→ **Extrait**:
= = = = = = =
Préface indédite : Henri Godard

ISBN : 9782070393312

Nous parlions, l'autre jour, du très modeste tremblement de terre qui a pris Brest comme épicentre. Eh ! bien, "Féerie Pour Une Autre Fois", c'est, comme qui dirait, un tremblement de terre qui amènerait une sorte de "Chute de la Maison Usher" mais sans le côté maléfique de la nouvelle de Poe puisque la maison en question n'est autre que l'immeuble habité par Céline alors que les Alliés bombardent Paris et qu'il hésite à quitter la capitale et, à plus forte raison, la France.

"Mais," me ferez-vous observer, "quand il y avait des bombardements, les civils descendaient tous dans les abris !" Ah ! Les gens "normaux", oui, sans doute . Mais sachez que ceux de l'univers célinien ont des coutumes bien plus originales. Oh ! Pour parler de descendre, dans les caves ou dans les abris, ils en parlent et ils en discutent. Mais, qu'ils soient pro ou anti-Céline, ça ne les empêche en rien de se cramponner, avec un âpre désespoir, aux appartements de l'immeuble pendant une alerte qui durerait presque six-cent-trente-deux pages si la première partie du livre n'évoquait surtout les années durant lesquelles Céline demeura prisonnier.
= = = = = = =
→ **Données affichées**:

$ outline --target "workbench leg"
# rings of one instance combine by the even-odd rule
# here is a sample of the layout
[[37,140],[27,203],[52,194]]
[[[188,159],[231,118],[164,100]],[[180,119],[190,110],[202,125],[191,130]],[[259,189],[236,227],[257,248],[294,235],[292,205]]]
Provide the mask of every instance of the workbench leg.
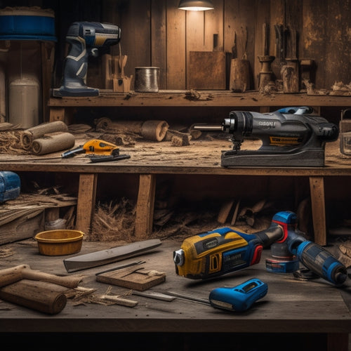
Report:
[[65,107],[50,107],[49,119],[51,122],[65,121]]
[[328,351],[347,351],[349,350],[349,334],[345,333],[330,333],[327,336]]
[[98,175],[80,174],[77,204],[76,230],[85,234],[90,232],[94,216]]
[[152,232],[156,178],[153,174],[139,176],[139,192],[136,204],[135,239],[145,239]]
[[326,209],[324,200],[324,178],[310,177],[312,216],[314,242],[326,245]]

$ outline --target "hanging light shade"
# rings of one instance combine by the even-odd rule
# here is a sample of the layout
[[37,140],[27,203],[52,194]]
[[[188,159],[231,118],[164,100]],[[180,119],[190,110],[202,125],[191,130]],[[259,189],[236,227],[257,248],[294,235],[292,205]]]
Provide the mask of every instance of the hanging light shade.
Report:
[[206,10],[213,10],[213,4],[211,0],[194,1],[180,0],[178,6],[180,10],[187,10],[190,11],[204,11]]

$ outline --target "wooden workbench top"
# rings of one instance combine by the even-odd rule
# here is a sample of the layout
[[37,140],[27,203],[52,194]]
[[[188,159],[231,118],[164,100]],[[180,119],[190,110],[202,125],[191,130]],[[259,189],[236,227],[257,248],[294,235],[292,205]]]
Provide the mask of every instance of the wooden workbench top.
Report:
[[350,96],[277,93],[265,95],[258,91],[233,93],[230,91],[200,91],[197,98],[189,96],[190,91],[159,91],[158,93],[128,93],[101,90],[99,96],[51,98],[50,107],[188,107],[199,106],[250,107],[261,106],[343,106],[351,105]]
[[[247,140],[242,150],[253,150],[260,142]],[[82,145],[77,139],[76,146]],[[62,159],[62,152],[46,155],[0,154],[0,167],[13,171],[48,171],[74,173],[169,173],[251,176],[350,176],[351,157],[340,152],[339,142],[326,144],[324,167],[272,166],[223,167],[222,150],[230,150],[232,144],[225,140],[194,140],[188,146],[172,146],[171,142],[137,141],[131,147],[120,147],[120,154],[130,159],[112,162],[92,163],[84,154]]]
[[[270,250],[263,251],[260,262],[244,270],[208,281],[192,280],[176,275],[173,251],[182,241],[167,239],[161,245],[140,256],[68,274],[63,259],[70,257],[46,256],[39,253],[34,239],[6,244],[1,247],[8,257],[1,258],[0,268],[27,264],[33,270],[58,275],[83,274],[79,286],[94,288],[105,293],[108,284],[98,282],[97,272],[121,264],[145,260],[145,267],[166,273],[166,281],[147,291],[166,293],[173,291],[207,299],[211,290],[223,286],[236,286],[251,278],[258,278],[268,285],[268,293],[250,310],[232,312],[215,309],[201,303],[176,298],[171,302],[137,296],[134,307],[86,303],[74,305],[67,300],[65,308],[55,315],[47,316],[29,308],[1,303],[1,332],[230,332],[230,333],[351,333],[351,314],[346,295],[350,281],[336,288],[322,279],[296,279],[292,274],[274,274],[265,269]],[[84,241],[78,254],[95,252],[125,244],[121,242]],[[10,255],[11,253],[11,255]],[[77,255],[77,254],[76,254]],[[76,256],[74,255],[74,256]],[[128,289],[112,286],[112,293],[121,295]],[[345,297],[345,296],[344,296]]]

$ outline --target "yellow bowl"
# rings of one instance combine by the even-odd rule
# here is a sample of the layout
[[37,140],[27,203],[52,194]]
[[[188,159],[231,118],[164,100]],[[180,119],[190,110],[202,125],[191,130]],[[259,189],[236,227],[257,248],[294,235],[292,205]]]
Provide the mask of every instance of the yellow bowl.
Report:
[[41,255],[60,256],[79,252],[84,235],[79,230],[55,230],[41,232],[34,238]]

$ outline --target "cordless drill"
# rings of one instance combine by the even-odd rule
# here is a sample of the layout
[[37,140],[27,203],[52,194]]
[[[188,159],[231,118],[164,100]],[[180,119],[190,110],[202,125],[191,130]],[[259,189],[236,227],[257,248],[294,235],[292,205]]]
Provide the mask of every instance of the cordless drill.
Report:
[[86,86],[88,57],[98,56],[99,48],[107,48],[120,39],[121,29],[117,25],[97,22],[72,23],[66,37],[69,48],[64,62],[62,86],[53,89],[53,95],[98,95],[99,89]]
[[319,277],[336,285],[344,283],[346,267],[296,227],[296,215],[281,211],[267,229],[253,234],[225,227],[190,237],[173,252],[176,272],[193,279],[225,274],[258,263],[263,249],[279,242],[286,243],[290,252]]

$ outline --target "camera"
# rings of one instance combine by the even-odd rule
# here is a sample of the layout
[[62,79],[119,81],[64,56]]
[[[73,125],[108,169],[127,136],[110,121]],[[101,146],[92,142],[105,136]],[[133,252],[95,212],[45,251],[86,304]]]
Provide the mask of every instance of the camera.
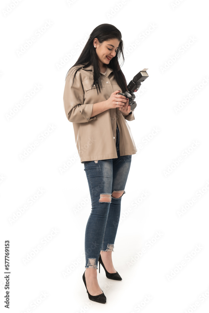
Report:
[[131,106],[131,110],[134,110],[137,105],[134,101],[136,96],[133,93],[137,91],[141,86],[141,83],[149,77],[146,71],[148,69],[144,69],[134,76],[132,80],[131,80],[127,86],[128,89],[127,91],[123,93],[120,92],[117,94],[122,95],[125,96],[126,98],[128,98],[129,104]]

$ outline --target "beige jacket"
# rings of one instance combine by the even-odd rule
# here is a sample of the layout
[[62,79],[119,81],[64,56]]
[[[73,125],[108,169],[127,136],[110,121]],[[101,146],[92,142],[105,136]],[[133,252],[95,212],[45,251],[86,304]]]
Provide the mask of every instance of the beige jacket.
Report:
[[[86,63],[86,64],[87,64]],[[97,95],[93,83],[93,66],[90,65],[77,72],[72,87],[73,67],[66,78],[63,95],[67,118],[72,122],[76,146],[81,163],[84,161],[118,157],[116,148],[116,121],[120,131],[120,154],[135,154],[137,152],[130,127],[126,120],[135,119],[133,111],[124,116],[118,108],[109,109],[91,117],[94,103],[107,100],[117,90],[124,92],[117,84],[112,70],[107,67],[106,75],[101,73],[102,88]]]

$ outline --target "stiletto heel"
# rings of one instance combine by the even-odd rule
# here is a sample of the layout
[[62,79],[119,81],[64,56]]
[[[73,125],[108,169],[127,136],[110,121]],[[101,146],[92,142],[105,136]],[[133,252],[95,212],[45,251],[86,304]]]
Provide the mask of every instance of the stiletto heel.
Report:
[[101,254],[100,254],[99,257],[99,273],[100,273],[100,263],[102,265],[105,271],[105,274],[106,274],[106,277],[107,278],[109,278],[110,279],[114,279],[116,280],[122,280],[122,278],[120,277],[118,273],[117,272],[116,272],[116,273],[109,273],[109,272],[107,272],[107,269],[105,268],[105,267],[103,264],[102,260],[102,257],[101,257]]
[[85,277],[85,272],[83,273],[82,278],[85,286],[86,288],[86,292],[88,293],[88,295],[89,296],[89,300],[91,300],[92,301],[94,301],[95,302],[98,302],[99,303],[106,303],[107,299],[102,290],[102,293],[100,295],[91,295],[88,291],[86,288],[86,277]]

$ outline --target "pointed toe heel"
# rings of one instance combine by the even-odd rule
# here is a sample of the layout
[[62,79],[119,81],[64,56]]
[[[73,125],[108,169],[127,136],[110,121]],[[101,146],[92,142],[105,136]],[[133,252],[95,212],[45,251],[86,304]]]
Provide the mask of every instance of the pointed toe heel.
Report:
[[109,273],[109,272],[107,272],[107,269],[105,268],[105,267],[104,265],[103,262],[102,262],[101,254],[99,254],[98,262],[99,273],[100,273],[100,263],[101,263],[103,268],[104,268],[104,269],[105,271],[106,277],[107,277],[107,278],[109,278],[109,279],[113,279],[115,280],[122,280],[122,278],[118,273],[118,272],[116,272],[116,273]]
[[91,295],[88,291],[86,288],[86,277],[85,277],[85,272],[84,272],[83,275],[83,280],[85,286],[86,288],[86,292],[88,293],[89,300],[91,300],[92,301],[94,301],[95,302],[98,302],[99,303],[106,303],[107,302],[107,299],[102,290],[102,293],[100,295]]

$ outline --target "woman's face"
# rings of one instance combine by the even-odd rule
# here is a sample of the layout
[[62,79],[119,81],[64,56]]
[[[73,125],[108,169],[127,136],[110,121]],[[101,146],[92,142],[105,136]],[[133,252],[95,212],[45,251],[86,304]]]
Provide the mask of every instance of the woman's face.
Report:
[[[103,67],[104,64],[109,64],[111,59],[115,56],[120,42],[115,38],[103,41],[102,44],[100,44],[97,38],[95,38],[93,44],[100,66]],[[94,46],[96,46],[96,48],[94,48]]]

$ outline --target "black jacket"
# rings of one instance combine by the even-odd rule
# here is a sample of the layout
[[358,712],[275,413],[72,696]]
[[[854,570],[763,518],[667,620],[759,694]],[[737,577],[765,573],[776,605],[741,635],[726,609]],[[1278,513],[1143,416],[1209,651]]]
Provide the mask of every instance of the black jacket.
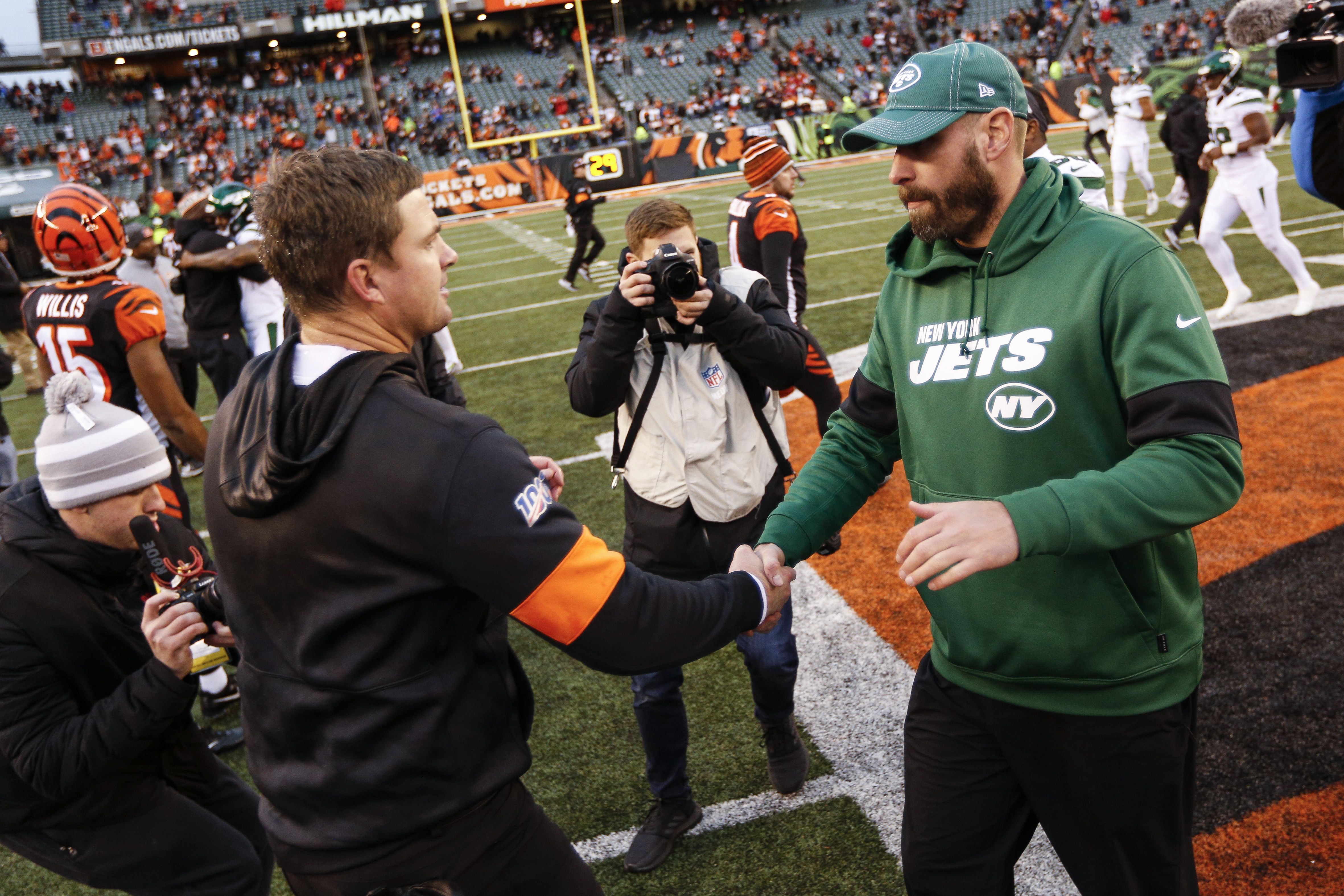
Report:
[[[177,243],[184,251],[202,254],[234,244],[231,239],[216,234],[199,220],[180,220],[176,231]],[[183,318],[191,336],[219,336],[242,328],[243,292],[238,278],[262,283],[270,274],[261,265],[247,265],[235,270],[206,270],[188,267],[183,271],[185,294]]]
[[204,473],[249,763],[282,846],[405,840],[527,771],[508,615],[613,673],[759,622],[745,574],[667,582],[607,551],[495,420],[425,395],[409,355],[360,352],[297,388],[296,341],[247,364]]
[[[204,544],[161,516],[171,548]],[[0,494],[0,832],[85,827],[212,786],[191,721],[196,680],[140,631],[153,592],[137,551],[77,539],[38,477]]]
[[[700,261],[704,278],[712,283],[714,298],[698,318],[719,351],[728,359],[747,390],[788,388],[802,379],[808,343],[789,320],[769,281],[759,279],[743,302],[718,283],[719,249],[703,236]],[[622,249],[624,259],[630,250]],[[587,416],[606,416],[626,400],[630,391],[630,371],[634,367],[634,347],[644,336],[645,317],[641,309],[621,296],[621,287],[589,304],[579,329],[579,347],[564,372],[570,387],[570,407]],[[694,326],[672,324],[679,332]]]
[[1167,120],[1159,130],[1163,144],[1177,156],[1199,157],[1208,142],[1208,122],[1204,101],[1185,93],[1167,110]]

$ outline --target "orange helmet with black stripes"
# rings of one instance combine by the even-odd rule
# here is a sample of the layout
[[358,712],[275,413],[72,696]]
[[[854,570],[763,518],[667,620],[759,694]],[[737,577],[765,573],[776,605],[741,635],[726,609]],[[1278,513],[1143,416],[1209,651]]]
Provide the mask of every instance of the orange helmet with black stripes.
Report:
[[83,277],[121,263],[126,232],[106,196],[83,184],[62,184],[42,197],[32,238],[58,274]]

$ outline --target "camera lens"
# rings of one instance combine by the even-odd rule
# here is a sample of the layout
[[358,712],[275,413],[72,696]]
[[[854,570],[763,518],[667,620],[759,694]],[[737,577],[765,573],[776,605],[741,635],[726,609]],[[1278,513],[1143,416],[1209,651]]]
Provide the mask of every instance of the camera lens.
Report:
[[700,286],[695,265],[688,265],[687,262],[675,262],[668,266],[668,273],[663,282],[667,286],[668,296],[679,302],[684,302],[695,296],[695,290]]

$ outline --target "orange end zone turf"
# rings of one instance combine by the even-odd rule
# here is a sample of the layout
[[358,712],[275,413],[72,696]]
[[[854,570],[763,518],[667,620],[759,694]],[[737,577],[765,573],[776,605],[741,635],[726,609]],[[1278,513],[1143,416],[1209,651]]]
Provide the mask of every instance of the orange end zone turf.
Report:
= = = = = = =
→ **Consigne écrite**:
Recopiez fidèlement le passage de l'extrait allant de « Préface indédite : Henri » jusqu'à « raison, la France. » inclus.

→ **Réponse attendue**:
Préface indédite : Henri Godard

ISBN : 9782070393312

Nous parlions, l'autre jour, du très modeste tremblement de terre qui a pris Brest comme épicentre. Eh ! bien, "Féerie Pour Une Autre Fois", c'est, comme qui dirait, un tremblement de terre qui amènerait une sorte de "Chute de la Maison Usher" mais sans le côté maléfique de la nouvelle de Poe puisque la maison en question n'est autre que l'immeuble habité par Céline alors que les Alliés bombardent Paris et qu'il hésite à quitter la capitale et, à plus forte raison, la France.